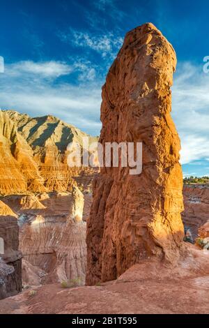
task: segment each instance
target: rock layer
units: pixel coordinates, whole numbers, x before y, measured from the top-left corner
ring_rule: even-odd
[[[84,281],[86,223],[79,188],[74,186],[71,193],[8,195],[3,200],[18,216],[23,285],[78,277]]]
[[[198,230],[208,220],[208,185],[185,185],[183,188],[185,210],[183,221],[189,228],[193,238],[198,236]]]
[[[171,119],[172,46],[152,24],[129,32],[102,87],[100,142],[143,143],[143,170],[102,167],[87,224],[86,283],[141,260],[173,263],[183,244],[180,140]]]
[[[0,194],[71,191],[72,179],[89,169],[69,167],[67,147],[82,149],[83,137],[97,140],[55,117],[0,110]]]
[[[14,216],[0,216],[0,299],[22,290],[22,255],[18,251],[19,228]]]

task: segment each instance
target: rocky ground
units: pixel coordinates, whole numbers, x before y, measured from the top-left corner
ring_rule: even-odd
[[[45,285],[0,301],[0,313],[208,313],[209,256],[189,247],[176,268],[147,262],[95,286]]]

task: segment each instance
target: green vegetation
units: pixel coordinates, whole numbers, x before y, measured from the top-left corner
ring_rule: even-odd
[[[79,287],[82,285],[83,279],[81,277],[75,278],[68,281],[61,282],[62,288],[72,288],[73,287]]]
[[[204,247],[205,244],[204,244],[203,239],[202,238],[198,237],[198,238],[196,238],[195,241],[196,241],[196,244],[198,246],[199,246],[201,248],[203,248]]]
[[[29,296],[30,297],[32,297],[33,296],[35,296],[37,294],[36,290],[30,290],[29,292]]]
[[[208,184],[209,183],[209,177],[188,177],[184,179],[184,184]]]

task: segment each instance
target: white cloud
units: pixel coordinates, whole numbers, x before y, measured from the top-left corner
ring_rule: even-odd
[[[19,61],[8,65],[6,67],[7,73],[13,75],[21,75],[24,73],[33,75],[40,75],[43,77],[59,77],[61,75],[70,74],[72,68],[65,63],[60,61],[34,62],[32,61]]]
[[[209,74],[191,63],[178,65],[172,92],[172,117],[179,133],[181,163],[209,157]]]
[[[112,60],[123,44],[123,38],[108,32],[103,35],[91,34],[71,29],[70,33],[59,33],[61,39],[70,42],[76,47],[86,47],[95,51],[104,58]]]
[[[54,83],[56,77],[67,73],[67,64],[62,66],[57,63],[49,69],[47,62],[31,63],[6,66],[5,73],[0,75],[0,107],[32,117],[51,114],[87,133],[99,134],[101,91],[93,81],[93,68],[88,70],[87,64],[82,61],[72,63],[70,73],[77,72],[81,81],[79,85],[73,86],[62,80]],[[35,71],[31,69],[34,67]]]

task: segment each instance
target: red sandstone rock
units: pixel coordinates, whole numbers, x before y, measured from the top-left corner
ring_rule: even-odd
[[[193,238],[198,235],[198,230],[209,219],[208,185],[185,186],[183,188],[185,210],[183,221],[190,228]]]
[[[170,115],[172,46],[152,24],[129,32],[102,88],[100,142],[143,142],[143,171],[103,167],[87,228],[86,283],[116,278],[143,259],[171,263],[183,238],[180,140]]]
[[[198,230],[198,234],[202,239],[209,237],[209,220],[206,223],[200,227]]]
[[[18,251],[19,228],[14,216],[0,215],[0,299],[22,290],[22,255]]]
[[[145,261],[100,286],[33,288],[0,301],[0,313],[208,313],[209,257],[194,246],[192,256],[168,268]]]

==

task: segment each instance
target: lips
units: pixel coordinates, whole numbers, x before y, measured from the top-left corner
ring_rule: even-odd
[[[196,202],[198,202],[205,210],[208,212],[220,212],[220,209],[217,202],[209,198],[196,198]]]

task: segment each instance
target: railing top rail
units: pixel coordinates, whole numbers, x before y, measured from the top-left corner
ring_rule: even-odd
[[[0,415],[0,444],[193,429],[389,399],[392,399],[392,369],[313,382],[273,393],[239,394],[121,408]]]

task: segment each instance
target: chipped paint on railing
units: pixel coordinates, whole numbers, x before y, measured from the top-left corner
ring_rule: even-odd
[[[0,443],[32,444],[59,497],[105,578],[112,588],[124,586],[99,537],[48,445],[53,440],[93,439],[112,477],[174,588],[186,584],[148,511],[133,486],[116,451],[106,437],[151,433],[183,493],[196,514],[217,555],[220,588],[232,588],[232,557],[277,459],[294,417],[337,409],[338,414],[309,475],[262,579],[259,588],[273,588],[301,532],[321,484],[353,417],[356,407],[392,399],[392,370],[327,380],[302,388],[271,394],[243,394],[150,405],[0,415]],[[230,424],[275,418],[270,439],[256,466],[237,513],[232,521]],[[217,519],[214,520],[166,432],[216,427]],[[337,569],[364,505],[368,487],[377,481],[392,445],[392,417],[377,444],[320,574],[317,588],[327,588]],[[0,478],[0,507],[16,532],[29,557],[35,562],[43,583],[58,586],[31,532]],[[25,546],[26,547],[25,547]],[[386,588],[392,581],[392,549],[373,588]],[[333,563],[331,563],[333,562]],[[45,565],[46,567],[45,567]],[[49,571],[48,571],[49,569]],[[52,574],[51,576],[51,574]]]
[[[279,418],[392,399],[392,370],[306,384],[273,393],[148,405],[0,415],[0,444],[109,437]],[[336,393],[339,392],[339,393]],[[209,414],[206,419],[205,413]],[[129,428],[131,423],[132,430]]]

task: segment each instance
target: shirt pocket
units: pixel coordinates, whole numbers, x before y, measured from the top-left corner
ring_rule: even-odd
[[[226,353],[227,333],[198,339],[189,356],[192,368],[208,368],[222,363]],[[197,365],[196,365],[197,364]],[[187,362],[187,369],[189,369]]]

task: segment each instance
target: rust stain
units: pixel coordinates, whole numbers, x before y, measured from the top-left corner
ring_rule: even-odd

◆ **Requirements**
Collect every line of the material above that contains the word "target", matching its case exactly.

◆ **Problem solution**
target: rock layer
target: rocky ground
target: green vegetation
target: white cloud
target: red sandstone rock
target: lips
target: railing top rail
target: chipped paint on railing
target: shirt pocket
target: rust stain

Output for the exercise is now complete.